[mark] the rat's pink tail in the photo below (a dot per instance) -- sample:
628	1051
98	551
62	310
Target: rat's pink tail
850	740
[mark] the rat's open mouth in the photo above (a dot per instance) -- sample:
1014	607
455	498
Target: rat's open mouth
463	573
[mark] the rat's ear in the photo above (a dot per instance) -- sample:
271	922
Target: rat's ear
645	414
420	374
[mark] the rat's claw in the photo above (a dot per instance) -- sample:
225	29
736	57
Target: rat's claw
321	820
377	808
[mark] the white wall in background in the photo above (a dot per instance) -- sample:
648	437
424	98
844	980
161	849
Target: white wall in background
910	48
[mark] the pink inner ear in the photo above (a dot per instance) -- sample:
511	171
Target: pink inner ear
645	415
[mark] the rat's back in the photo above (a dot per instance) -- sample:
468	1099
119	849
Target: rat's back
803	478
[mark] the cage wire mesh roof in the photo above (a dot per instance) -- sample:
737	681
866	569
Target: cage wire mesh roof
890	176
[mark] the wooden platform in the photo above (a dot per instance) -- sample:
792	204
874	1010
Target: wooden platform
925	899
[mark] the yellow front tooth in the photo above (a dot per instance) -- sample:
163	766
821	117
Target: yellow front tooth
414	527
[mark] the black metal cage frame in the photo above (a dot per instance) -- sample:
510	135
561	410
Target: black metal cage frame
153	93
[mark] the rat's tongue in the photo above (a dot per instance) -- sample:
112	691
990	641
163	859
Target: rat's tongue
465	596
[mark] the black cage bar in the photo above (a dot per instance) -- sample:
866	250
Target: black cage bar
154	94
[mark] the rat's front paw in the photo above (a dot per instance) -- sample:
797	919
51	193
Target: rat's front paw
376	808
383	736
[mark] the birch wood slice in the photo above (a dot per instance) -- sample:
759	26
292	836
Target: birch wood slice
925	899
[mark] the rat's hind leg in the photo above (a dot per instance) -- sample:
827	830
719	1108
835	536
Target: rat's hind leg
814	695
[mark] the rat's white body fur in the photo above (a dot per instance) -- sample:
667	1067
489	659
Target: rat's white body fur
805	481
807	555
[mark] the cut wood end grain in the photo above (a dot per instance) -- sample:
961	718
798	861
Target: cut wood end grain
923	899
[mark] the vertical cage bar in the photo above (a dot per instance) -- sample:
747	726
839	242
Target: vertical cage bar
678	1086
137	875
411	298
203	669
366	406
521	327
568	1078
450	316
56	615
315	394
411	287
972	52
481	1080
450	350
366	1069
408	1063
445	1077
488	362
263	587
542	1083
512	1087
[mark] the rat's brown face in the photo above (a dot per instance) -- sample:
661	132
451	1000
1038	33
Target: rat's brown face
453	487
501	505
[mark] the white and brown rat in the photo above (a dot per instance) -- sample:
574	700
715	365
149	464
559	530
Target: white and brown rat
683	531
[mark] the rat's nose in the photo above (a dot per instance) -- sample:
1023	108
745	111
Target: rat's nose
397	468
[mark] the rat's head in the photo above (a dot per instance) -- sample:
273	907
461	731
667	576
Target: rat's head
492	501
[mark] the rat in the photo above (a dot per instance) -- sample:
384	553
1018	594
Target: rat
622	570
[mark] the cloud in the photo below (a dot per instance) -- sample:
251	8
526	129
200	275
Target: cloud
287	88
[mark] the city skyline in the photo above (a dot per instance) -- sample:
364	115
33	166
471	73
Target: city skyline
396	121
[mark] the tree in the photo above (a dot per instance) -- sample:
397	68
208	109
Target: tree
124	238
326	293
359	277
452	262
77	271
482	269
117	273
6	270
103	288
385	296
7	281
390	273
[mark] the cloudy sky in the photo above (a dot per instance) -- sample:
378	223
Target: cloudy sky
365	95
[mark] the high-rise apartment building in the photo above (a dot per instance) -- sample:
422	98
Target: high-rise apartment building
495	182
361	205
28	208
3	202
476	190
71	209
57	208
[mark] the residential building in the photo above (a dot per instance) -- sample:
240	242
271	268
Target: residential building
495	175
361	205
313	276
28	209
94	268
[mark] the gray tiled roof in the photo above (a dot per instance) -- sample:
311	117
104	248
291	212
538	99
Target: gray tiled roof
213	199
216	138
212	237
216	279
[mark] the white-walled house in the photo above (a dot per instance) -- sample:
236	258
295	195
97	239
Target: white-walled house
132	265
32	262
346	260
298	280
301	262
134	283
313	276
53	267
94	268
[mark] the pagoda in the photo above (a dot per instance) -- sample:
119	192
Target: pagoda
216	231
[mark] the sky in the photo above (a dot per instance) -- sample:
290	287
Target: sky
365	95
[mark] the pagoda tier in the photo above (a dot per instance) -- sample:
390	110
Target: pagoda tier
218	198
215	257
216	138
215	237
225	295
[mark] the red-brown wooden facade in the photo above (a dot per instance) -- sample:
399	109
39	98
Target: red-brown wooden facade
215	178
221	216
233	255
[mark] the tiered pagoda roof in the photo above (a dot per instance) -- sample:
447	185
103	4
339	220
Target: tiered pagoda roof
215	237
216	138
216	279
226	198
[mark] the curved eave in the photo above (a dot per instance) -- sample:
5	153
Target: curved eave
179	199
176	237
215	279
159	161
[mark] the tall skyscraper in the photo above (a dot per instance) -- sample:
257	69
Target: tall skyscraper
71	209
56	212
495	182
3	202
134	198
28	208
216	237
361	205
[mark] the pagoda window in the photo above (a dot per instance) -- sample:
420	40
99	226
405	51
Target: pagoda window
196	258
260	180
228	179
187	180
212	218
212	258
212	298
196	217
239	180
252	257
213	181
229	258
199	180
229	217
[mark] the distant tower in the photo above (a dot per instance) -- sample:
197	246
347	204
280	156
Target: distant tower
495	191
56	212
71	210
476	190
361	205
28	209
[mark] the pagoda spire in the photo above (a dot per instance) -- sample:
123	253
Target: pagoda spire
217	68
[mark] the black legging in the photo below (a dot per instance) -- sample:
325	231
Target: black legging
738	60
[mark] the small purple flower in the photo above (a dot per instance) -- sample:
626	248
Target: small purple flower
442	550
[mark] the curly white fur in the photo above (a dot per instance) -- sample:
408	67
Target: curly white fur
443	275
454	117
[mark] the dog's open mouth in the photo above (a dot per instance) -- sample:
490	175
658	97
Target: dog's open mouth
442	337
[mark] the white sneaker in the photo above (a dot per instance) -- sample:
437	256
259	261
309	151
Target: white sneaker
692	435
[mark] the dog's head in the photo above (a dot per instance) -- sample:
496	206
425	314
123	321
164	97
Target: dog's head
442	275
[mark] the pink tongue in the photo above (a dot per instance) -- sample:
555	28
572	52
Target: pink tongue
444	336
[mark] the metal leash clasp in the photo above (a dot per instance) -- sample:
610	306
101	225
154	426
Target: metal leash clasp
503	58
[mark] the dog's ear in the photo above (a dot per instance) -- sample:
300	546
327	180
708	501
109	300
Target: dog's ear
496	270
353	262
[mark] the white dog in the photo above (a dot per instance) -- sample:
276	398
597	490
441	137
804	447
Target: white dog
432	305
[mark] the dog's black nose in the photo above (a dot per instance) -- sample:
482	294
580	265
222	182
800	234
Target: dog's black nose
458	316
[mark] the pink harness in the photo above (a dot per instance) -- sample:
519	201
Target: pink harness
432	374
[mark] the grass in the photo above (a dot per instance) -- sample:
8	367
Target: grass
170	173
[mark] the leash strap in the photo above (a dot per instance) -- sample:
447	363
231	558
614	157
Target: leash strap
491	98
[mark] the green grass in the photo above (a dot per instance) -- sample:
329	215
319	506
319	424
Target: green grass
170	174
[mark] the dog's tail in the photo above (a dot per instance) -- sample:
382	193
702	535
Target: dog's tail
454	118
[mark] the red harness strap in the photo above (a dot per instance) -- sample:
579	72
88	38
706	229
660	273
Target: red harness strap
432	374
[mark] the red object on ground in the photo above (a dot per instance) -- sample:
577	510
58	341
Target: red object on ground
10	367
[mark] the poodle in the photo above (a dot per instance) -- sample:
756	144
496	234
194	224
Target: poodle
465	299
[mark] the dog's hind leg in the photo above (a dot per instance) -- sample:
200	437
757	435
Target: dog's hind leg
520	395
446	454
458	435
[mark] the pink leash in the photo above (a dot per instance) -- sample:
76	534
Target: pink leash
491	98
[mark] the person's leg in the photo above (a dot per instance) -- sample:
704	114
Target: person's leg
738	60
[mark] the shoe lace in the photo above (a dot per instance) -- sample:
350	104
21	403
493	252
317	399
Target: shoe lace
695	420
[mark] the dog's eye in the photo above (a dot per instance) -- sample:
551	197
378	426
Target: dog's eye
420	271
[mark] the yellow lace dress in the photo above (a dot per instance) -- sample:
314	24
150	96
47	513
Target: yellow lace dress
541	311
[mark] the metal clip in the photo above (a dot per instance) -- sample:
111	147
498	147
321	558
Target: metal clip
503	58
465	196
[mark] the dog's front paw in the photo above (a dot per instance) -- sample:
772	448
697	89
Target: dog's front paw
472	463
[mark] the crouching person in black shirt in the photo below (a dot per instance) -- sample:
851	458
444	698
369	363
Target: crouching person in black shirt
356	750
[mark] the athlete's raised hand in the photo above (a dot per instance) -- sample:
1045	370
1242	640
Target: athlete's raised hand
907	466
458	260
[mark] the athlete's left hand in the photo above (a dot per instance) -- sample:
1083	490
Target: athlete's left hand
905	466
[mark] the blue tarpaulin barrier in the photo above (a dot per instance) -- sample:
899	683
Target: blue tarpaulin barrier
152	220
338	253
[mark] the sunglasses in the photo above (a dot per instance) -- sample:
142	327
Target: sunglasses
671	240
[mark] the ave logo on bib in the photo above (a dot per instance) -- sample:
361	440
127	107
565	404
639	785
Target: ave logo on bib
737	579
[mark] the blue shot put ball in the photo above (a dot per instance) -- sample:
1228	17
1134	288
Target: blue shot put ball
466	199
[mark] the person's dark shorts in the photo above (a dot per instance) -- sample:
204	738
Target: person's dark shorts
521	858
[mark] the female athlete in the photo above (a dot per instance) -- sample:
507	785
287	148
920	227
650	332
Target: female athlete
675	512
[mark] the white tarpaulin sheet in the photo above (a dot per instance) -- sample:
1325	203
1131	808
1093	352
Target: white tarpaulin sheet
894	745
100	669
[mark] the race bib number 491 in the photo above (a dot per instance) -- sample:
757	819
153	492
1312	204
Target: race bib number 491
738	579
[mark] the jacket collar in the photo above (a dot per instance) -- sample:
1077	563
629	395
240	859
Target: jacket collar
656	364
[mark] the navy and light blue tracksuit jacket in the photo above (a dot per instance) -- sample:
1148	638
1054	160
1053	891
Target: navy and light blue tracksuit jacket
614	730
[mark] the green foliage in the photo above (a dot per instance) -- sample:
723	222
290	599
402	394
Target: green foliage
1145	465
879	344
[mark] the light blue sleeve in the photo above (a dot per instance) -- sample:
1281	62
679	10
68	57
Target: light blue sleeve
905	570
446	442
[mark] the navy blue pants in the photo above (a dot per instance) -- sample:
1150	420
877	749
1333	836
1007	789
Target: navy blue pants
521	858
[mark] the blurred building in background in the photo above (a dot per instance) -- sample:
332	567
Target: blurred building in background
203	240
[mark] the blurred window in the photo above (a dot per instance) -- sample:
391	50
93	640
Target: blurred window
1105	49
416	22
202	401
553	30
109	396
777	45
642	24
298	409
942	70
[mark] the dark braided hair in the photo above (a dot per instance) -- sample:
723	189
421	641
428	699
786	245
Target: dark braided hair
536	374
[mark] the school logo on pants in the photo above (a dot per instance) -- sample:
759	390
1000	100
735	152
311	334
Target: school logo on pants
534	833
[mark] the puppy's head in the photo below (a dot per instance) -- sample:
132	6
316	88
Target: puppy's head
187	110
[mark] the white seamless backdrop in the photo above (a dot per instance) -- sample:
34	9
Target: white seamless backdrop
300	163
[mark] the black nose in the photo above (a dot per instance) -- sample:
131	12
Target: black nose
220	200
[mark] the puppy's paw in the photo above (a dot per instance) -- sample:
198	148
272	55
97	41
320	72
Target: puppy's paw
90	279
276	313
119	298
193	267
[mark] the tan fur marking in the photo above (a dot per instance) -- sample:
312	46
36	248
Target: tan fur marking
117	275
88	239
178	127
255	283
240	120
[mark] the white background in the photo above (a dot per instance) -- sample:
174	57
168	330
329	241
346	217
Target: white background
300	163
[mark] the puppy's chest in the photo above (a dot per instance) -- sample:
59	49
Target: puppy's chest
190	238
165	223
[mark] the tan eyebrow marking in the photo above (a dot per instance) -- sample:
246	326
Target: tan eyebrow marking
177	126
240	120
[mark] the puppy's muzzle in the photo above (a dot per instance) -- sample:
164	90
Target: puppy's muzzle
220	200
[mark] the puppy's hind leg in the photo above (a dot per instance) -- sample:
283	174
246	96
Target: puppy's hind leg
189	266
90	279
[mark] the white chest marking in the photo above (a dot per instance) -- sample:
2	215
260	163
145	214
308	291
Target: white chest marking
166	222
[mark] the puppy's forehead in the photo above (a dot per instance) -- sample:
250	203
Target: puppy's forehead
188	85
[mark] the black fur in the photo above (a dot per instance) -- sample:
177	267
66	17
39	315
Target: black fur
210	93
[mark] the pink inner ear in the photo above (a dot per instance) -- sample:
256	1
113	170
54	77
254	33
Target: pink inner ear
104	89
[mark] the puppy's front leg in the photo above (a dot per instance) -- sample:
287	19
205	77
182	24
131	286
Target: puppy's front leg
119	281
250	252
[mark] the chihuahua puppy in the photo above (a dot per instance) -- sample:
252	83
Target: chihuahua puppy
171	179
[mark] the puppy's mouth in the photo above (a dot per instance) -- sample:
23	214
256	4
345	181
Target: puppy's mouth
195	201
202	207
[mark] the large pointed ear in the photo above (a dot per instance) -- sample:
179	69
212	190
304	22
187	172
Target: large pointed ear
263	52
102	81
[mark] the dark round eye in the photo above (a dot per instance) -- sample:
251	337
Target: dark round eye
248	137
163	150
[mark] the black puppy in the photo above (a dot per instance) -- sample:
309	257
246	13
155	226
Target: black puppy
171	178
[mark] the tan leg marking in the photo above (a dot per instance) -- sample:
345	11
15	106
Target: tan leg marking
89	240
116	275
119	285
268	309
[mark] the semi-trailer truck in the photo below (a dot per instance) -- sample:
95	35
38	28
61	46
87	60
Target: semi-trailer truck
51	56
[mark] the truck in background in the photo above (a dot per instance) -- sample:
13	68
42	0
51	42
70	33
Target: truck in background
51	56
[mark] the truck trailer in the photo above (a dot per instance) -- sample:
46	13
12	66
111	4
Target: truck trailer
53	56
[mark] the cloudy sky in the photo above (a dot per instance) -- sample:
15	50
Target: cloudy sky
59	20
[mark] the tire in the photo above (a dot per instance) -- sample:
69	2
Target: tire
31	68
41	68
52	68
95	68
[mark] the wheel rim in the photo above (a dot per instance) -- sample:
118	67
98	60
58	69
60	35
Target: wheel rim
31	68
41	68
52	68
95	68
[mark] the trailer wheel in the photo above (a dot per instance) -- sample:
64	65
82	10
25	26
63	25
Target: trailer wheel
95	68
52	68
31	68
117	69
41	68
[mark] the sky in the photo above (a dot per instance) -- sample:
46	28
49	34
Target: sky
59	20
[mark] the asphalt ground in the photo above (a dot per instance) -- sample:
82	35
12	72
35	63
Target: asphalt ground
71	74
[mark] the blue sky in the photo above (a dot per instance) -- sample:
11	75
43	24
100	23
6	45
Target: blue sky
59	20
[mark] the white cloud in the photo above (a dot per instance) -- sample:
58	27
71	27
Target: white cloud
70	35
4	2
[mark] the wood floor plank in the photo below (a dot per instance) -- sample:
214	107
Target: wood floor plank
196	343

==================================================

> **What is being asked**: Reproduce the rows from the line containing "[mark] the trailer" down to the end of the rows, swapping "asphalt ground" for "paved road" and leaving everything else unchanged.

> **Answer to the exercise**:
[mark] the trailer wheel in the photo above (a dot per instance) -- sample:
64	65
82	10
25	26
63	25
Target: trailer wheel
95	68
52	68
31	68
117	69
41	68
[mark] the sky in the photo above (a dot per instance) -- sample:
46	28
49	34
Target: sky
59	20
[mark] the paved road in the photo above (a dot per instance) -- sample:
82	35
12	72
35	63
Target: paved road
71	74
[mark] the blue sky in the photo above (a dot per instance) -- sample:
11	75
43	24
100	23
6	45
Target: blue sky
59	20
[mark] the white cloud in the photo above (a dot per instance) -- sample:
58	27
71	27
Target: white cloud
70	35
4	2
[mark] the wood floor plank in the photo below (a dot per instance) -- sample:
214	107
Target: wood floor plank
196	343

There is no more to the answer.